| Set of tasks |
1. Using the review of Mysterious Skin, explain in one to three sentences why the film is not meant for mainstream audiences.
2. From the review of Mysterious Skin, set down word for word the stretch from "Friday, December 19, 2008" through "for mainstream audiences.".

═══ Excerpt ═══

Friday, December 19, 2008
Mysterious Skin
Greg Araki is a gay activist noted for nihilistic movies such as Doom Generation and The Living End however here he has made a movie with a definite message. This is still an Araki production admittedly bearing all his usual trademarks of explicit gay sex, sexual fondling and brutal violence therefore making this a film not intended for mainstream audiences.
Joseph Gordon-Levitt plays Neil a male hustler all lean muscularity and boney backbone who is haunted by the victimization he suffered at the hands of his coach, a sexual predator. Fellow team mate Brian Lackey with a geeky four-eyes look about him and the same history of abuse believes he was abducted by aliens and has blacked out his memories. While Brian seeks to uncover his past Neil embarks on a self-destructive round of encounters as a sex-for-hire male prostitute ultimately moving to
Bearing the physical scars of his encounter Neil returns home for Christmas where he meets up with Brian and together the two engage in a therapeutic airing of their past history of abuse. Facing up to the past seems to have a healing effect on both. Neil's girlfriend warns him repeatedly of the dangers of the path down which he has headed and warns his buddy back home of dark recesses in their friend where he should not tread. To drive the message home he meets a trick who is obviously infected with advanced symptoms of AIDS.

═══ Provided records ═══

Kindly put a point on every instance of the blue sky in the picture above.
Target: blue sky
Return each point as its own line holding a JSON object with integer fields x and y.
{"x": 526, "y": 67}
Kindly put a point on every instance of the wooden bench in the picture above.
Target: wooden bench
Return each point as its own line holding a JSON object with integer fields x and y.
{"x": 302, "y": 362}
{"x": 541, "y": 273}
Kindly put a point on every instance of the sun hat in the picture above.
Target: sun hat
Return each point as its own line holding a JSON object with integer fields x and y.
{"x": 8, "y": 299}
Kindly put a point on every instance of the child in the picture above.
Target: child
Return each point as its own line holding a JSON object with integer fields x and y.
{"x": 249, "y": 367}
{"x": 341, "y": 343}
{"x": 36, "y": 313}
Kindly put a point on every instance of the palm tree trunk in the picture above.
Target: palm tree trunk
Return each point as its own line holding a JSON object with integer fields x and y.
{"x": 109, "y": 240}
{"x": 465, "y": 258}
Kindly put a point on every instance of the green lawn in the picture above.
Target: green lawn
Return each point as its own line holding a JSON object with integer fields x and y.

═══

| Response list |
1. It is still a Greg Araki production, so it carries his usual trademarks of explicit gay sex, sexual fondling and brutal violence.

2.
Friday, December 19, 2008
Mysterious Skin
Greg Araki is a gay activist noted for nihilistic movies such as Doom Generation and The Living End however here he has made a movie with a definite message. This is still an Araki production admittedly bearing all his usual trademarks of explicit gay sex, sexual fondling and brutal violence therefore making this a film not intended for mainstream audiences.